[Dataset excerpt]
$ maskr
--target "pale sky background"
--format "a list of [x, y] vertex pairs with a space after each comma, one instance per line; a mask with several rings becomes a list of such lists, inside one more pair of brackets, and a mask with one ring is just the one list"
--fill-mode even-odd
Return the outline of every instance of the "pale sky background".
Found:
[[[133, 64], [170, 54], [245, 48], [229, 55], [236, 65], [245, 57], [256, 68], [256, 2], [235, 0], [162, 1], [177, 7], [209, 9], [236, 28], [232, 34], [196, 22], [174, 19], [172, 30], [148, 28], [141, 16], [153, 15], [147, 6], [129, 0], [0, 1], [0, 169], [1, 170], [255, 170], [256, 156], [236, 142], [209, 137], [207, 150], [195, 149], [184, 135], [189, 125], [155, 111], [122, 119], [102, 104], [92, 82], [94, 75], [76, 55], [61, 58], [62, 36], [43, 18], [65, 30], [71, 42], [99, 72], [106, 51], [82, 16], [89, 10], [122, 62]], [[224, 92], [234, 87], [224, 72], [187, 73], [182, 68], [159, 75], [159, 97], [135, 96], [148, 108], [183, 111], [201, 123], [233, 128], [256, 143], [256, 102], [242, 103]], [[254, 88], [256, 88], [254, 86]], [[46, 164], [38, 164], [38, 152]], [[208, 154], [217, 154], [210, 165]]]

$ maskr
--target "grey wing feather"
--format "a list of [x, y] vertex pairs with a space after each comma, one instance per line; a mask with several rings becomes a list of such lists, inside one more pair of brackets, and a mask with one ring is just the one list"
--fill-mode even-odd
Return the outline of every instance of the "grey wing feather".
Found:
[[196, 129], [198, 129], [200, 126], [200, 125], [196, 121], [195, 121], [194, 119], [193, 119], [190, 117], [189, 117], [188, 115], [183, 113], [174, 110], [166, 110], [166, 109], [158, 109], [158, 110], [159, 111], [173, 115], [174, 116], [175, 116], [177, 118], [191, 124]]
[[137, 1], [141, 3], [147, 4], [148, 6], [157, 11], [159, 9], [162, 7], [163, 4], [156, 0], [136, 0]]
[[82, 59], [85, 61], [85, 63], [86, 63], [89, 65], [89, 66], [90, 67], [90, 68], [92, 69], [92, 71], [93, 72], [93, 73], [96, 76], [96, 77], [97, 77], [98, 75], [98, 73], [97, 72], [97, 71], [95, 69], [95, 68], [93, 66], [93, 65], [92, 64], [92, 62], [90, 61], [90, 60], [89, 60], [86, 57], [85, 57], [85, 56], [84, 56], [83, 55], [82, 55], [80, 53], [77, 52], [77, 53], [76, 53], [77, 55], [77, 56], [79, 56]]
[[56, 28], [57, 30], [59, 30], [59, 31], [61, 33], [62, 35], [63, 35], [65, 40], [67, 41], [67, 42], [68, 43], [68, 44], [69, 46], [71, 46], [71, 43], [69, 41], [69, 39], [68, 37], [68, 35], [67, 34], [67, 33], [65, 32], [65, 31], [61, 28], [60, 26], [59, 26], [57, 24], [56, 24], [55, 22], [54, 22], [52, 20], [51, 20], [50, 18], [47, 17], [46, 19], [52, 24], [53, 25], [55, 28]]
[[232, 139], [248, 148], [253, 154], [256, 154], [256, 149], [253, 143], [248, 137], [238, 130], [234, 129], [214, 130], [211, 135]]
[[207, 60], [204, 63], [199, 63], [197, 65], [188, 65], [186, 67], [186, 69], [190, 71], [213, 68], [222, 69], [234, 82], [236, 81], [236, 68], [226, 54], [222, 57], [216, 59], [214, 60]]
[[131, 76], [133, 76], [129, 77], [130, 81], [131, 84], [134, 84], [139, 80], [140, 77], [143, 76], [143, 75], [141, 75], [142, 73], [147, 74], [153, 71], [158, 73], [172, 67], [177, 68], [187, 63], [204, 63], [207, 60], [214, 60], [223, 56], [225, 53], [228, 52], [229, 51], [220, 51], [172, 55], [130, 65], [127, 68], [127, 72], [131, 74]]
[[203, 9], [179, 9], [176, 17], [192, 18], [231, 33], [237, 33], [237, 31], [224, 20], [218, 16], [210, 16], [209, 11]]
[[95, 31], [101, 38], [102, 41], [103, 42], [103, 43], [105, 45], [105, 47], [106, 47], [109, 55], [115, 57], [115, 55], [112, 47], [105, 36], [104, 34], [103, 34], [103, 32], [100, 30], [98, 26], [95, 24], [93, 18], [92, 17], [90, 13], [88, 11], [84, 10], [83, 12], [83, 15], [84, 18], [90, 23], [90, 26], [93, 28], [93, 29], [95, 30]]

> YOUR OBJECTIVE: Print the lines from the start of the entries through the line containing "154], [210, 165]]]", including both ends and nothing else.

> EXPECTED ANSWER:
$ maskr
--target "pale sky background"
--format "a list of [x, y] vertex pairs with a space after each comma, one instance per line; a mask with several rings becomes a list of such lists, inside one more pair of brackets, and a mask with one ring is just the one list"
--fill-mode even-odd
Return the outline of every instance of the "pale sky background".
Found:
[[[133, 64], [170, 54], [245, 48], [229, 55], [236, 65], [245, 57], [256, 68], [256, 2], [235, 0], [162, 1], [177, 7], [209, 9], [236, 28], [232, 34], [196, 22], [174, 19], [172, 30], [148, 28], [141, 16], [153, 15], [147, 6], [129, 0], [0, 1], [0, 169], [1, 170], [255, 170], [256, 156], [236, 142], [209, 137], [207, 150], [195, 149], [184, 135], [189, 125], [155, 111], [122, 119], [102, 104], [92, 82], [94, 75], [76, 55], [61, 58], [62, 36], [43, 18], [65, 30], [71, 42], [99, 72], [106, 51], [82, 16], [89, 10], [122, 62]], [[224, 92], [234, 87], [224, 72], [187, 73], [182, 68], [159, 75], [159, 97], [135, 96], [148, 108], [183, 111], [201, 123], [233, 128], [256, 143], [256, 102], [242, 103]], [[254, 88], [256, 88], [254, 86]], [[46, 164], [38, 164], [38, 152]], [[208, 154], [217, 154], [210, 165]]]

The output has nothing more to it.